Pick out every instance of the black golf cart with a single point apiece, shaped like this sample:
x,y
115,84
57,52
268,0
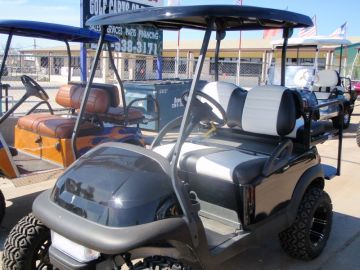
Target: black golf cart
x,y
43,142
241,168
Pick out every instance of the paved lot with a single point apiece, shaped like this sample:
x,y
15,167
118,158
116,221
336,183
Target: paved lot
x,y
343,247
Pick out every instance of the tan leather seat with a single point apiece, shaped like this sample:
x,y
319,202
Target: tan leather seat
x,y
62,126
54,126
118,115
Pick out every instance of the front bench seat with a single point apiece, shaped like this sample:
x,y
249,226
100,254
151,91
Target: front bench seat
x,y
215,172
62,126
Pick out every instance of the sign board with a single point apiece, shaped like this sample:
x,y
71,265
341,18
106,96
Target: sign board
x,y
135,39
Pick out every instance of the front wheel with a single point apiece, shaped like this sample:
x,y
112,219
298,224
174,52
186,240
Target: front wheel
x,y
306,238
27,246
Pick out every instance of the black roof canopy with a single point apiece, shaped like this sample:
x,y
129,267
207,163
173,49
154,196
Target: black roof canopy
x,y
226,17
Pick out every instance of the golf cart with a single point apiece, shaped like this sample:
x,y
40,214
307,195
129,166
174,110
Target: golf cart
x,y
240,169
45,143
325,84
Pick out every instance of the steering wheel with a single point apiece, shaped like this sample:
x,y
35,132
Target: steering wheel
x,y
33,88
203,111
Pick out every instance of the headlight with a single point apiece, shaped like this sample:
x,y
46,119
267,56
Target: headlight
x,y
73,250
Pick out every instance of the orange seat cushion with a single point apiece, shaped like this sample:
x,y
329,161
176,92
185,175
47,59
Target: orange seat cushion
x,y
55,126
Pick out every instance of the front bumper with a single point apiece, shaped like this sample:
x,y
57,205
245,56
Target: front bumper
x,y
62,261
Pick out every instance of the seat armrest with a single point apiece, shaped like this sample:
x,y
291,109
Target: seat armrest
x,y
279,157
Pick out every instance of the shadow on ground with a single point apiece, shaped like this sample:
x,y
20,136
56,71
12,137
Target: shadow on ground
x,y
269,255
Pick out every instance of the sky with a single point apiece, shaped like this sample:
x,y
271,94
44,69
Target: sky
x,y
330,15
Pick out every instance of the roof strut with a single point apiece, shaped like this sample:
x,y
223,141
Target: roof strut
x,y
69,60
6,53
179,188
87,92
112,63
283,55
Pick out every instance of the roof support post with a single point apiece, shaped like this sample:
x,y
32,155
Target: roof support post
x,y
283,55
87,92
69,60
113,66
2,69
185,129
6,53
340,62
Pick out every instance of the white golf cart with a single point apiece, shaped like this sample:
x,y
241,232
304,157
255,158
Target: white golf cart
x,y
326,83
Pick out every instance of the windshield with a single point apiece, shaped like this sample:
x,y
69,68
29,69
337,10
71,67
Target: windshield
x,y
295,76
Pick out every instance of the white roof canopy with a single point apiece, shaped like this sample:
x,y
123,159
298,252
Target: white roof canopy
x,y
319,41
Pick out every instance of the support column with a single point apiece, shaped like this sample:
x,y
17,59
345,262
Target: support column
x,y
149,71
132,68
105,66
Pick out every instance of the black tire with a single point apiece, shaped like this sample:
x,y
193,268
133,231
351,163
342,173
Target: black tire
x,y
26,247
160,262
306,238
358,135
347,119
2,206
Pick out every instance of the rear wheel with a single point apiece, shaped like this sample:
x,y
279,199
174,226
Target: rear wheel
x,y
27,246
306,238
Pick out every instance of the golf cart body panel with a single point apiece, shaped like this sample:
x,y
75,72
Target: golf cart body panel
x,y
46,137
136,188
250,176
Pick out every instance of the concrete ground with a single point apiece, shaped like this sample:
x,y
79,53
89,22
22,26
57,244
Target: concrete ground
x,y
342,251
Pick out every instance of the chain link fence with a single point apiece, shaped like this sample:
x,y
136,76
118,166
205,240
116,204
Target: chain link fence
x,y
55,68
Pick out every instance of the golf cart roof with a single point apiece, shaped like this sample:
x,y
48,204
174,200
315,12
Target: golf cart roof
x,y
227,17
316,41
50,31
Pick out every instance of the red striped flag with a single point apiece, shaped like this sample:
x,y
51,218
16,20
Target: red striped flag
x,y
340,32
269,33
309,31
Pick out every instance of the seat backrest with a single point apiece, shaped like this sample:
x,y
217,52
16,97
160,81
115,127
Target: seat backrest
x,y
70,96
221,92
326,78
266,110
111,89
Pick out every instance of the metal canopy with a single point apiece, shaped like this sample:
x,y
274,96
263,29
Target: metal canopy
x,y
318,41
226,17
50,31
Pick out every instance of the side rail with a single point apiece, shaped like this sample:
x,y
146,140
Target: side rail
x,y
308,116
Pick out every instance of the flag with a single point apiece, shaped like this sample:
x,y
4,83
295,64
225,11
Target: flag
x,y
340,32
270,33
309,31
173,3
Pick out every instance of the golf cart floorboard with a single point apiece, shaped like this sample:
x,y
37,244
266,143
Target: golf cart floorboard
x,y
28,164
217,232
________________
## Work item:
The data must be reproduced exactly, and no picture may appear in the copy.

## Answer to the problem:
Pick out every instance of the black golf cart with a single point apiece, shaped like this sample:
x,y
115,84
57,52
268,0
Target: black golf cart
x,y
43,142
241,168
Pick out every instance of the paved lot with a single point apiece, shaped like this sample:
x,y
15,167
118,158
116,221
336,183
Target: paved lot
x,y
343,247
Pick out every instance of the tan leather seat with a single point apiece, shaped like this sample:
x,y
319,202
Target: tan leather seat
x,y
62,126
54,126
118,115
Pick out every instance of the front bench seat with a single point apiece, shaped like this sample:
x,y
249,226
100,254
151,91
Target: front bench seat
x,y
215,172
62,126
Pick out every instance of the sign board with a single point apiece, shaped like this sample:
x,y
71,265
341,18
106,96
Target: sign board
x,y
135,39
Pick out every instance of the front wheel with a single point apiece, shaped like this sample:
x,y
112,219
298,224
174,52
186,240
Target: front wheel
x,y
306,238
27,246
Pick out every instance of the black roof canopy with a single point apiece, shaped like this sample:
x,y
129,267
207,163
173,49
154,196
Target: black roof canopy
x,y
226,17
Pick out every instance of the golf cart with a single point apiece, shaped like this sample:
x,y
40,214
307,195
129,166
174,110
Target: golf cart
x,y
240,169
45,143
325,84
Pick out every instance of the steering wheel with a single point apiece, shaped like this sample:
x,y
35,132
Target: steering wheel
x,y
33,88
203,111
Pick out every instance of the headlight with a single point apiece, shaped like this sample:
x,y
46,119
267,56
Target: headlight
x,y
73,250
Pick out every instance of the orange seat cushion with a single point apiece, shaped like this sample:
x,y
329,161
176,92
185,175
47,59
Target: orange seat cushion
x,y
55,126
Pick out every instance of the front bumper with a single point apiece, shaped like this sample:
x,y
57,205
245,56
Target: front bumper
x,y
62,261
Pick out every instance of the seat armrest with a single point apiece, shaped like this sample:
x,y
291,109
Target: seat armrest
x,y
279,157
Pick out every instance of the shadow on ground with a single point apiece, shaped like this sample:
x,y
20,136
56,71
12,137
Target: shadow on ground
x,y
269,255
Pick out every instance of the sky with a single point apiece, shaped like this sample:
x,y
271,94
44,69
Target: sky
x,y
330,15
Pick out every instance of the roof strut with a single point apiece, shaped like this sample:
x,y
223,141
Target: roof strut
x,y
69,60
6,53
179,188
87,92
112,63
283,55
Pick out every instance of the roof support post with a single point apiece, shaped like this sample:
x,y
32,155
Target: roof support post
x,y
283,55
87,92
69,60
113,66
2,69
185,129
6,53
340,62
Pick out every instance of the white golf cart with a single point apiece, shaped like this sample:
x,y
241,232
304,157
255,158
Target: white golf cart
x,y
326,83
Pick out every instance of the windshield with a single point apiece, shaped like this sample:
x,y
69,68
29,69
337,10
71,67
Target: windshield
x,y
295,76
Pick out every instance of the white roof canopy with a single point apiece, shaped like this sample:
x,y
123,159
298,252
Target: white roof canopy
x,y
319,41
Pick out every instance of the support column with a single point apiece, shaped like this sample:
x,y
17,59
345,262
Target: support column
x,y
149,71
132,68
105,66
Pick out every instance of the black tire with a single point apiece, shaped like this sample:
x,y
193,268
133,231
351,163
342,173
Target: black tire
x,y
26,247
160,262
306,238
358,135
347,119
2,206
Pick out every instance of the rear wheel with a single point apiece, shaped like this sample:
x,y
279,199
174,226
Target: rear wheel
x,y
27,246
306,238
Pick out every instance of the golf cart body panel with a single point apiece, shaped like this sample:
x,y
75,72
Target: golf cart body panel
x,y
46,137
136,188
250,176
Pick out every instance of the concrete ground with a single point apiece, shaped like this sample:
x,y
79,53
89,22
22,26
57,244
Target: concrete ground
x,y
342,251
Pick out every instance of the chain link fence with a single point apiece, shaped like this sample:
x,y
136,76
118,166
205,240
116,204
Target: chain link fence
x,y
55,68
Pick out every instance of the golf cart roof with a single point apiece, shaped like this sample:
x,y
48,204
174,200
315,12
Target: golf cart roof
x,y
227,17
316,41
50,31
Pick out every instance of the red striped flag with a single point apiece, shaped like this sample:
x,y
51,218
16,20
Target: red striped flag
x,y
340,32
269,33
309,31
Pick out every instance of the seat backrest with a single point apiece, shaped like this sample:
x,y
217,52
16,97
160,81
115,127
Target: seat backrest
x,y
70,96
221,92
326,78
266,110
111,89
Pick out every instance of the metal canopy with a single point apiece, shaped like this sample:
x,y
274,96
263,29
Target: metal canopy
x,y
318,41
226,17
50,31
Pick out every instance of the side rail with a single point apiece, shaped like this sample:
x,y
146,140
Target: side rail
x,y
308,116
Pick out every instance of the flag with a single point apiece, shaped like this sample:
x,y
4,83
295,64
225,11
Target: flag
x,y
340,32
270,33
309,31
173,3
Pick out every instance of the golf cart floorboard with a single point apiece, shaped like this sample:
x,y
37,244
266,143
Target: golf cart floorboard
x,y
28,164
217,232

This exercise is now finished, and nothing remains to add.